▶ **Défi**:
Répondez à ces questions à partir de l'article sur Wesley :
1. Où Wesley a-t-il d'abord joué au futsal ?
2. Quelle taille et quel poids l'article lui attribue-t-il ?
3. À quel âge s'est-il essayé au football en extérieur ?

▶ **Document source**:
┌──
À la naissance de ses deux enfants, Wesley n’avait rien d’une star du football. Comme tout Brésilien, il a d’abord joué au futsal, dans le petit club de sa ville, avant de découvrir les joies des pelouses.
"Quand je n’avais pas entraînement en salle, je jouais dans la rue avec mes copains. Ce sont les meilleurs souvenirs de mon enfance. Je ne devais pas réfléchir. Juste profiter. J’adorais mettre des jonglages."
De cette double formation rue/salle vient sa technique incroyable pour une tour de plus de 190 cm et 90 kg. "Ça me fait rire, ce cliché des target-men qui ne jouent pas bien au football. Quand on me demande pourquoi j’ai ces facilités techniques, je réponds juste que je suis brésilien (rires)."
De l’Atletico à Nancy
Sa réputation de grand talent de futsal le pousse à s’essayer au football en extérieur. Une expérience traumatisante pour un gamin de seize ans qui n’a jamais connu d’aussi grandes surfaces. "J’avais trop de place sur ce terrain, sourit-il. J’ai heureusement été encadré par un coach de mon club local qui m’a appris à me placer et à jouer."
└──
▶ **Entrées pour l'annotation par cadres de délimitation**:
┌──
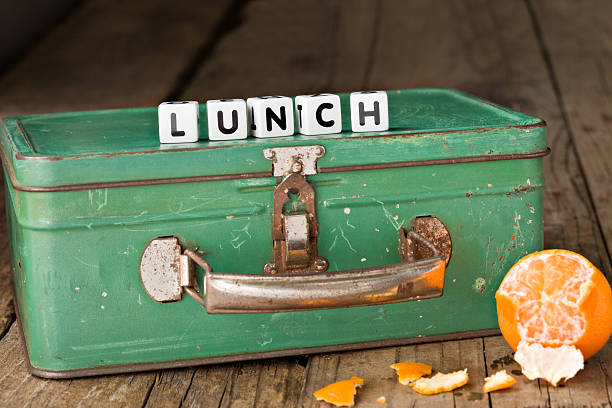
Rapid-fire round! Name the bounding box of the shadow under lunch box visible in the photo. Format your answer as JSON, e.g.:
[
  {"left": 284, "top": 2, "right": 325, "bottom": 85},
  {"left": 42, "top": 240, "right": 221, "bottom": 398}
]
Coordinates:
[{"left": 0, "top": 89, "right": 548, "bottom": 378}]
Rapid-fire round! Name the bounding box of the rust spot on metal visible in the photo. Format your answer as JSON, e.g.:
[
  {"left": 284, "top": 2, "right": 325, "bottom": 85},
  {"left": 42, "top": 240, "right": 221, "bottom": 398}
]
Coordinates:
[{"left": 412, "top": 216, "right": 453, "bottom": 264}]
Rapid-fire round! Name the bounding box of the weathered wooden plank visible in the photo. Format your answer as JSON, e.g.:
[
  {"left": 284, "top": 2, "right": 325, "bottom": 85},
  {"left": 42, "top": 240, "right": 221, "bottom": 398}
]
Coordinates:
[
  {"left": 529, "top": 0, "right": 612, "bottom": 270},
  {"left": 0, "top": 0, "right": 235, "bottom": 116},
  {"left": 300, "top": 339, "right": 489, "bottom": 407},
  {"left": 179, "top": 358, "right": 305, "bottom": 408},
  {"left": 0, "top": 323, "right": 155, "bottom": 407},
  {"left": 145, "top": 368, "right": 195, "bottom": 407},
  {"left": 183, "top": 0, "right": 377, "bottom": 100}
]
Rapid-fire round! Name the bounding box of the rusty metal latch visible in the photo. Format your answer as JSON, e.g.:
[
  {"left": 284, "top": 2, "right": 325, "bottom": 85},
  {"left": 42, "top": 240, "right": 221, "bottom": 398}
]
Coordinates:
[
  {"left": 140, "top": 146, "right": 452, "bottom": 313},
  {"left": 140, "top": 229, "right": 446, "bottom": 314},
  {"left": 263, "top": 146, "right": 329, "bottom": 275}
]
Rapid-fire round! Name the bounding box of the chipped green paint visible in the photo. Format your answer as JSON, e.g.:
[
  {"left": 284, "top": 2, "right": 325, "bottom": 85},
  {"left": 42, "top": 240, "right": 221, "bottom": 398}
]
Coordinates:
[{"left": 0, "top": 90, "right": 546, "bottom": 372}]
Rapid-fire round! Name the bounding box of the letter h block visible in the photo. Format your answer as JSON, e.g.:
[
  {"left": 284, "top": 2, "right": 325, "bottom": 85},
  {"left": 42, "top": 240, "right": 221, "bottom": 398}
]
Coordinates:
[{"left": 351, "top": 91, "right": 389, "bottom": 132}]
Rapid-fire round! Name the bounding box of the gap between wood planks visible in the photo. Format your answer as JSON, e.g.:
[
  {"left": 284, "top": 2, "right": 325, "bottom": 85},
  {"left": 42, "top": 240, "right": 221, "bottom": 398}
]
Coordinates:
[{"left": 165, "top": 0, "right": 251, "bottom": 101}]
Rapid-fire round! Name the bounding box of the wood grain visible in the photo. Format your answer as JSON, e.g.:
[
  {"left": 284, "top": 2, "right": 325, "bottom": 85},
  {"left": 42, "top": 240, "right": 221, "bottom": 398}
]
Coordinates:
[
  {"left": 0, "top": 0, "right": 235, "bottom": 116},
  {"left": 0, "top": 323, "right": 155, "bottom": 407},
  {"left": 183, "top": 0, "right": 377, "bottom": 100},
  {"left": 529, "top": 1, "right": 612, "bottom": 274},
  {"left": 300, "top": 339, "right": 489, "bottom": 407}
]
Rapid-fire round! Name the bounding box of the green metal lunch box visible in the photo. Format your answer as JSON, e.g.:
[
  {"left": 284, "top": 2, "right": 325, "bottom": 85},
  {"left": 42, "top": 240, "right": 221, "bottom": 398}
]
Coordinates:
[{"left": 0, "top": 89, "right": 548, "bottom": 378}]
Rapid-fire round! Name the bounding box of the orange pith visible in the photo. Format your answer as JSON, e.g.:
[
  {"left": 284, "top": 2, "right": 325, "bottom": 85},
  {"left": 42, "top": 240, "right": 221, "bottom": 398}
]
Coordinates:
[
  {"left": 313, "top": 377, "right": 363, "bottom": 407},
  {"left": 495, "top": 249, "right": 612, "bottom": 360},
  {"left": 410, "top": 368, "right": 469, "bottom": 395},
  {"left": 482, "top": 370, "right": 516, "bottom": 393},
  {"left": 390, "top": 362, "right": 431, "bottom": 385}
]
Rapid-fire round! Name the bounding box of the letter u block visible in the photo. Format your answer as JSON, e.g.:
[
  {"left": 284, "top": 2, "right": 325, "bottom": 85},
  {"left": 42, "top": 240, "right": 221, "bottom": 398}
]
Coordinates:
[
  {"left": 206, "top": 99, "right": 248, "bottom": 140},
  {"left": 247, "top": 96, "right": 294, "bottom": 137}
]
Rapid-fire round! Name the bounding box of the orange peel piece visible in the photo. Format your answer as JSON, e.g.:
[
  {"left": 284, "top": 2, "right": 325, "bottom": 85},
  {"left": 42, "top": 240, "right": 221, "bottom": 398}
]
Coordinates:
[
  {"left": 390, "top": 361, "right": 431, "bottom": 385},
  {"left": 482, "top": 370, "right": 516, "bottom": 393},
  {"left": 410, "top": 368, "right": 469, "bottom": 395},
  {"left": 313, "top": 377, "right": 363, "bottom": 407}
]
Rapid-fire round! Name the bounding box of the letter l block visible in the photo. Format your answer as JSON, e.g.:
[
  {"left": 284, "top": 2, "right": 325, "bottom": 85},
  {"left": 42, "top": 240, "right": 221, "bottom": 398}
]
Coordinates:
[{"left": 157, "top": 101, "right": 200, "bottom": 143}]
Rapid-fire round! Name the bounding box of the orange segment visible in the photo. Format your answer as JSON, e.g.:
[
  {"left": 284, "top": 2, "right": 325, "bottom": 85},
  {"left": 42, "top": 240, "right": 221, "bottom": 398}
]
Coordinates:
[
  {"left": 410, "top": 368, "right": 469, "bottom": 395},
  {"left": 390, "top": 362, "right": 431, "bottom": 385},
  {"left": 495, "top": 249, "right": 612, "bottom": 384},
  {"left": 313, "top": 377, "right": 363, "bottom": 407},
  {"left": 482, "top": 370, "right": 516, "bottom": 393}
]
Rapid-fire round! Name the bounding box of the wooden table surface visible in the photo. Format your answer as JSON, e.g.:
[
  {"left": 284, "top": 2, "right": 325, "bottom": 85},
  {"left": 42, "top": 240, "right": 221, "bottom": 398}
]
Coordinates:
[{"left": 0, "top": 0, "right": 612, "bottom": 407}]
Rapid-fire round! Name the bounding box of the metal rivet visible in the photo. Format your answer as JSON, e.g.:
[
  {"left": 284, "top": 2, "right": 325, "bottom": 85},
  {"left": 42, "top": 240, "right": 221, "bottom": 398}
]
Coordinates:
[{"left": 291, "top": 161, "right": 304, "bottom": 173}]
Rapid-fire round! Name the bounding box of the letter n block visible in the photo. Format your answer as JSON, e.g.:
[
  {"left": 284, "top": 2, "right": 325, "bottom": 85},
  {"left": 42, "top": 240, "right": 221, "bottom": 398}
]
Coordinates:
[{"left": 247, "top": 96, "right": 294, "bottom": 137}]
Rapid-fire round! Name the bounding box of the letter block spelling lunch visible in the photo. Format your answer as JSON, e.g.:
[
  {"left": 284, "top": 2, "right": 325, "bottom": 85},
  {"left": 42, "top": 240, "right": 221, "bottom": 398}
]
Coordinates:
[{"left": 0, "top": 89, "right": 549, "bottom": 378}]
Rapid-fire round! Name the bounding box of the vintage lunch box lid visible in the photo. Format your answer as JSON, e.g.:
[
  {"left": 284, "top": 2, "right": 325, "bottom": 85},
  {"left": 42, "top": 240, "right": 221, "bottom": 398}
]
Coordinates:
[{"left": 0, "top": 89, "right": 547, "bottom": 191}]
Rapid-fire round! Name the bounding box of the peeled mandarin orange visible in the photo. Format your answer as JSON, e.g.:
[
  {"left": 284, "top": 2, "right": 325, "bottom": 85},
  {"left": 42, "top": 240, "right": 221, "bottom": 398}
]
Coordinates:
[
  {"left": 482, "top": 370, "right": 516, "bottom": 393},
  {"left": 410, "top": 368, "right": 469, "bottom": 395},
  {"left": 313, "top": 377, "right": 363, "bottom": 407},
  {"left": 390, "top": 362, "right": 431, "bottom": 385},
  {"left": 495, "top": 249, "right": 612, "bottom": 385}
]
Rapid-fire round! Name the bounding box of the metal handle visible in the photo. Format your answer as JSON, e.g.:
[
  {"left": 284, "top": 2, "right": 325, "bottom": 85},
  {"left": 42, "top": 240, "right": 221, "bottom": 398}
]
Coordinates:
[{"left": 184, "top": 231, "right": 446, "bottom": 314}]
└──
▶ **Réponse rédigée**:
1. Dans le petit club de sa ville.
2. Plus de 190 cm et 90 kg.
3. À seize ans.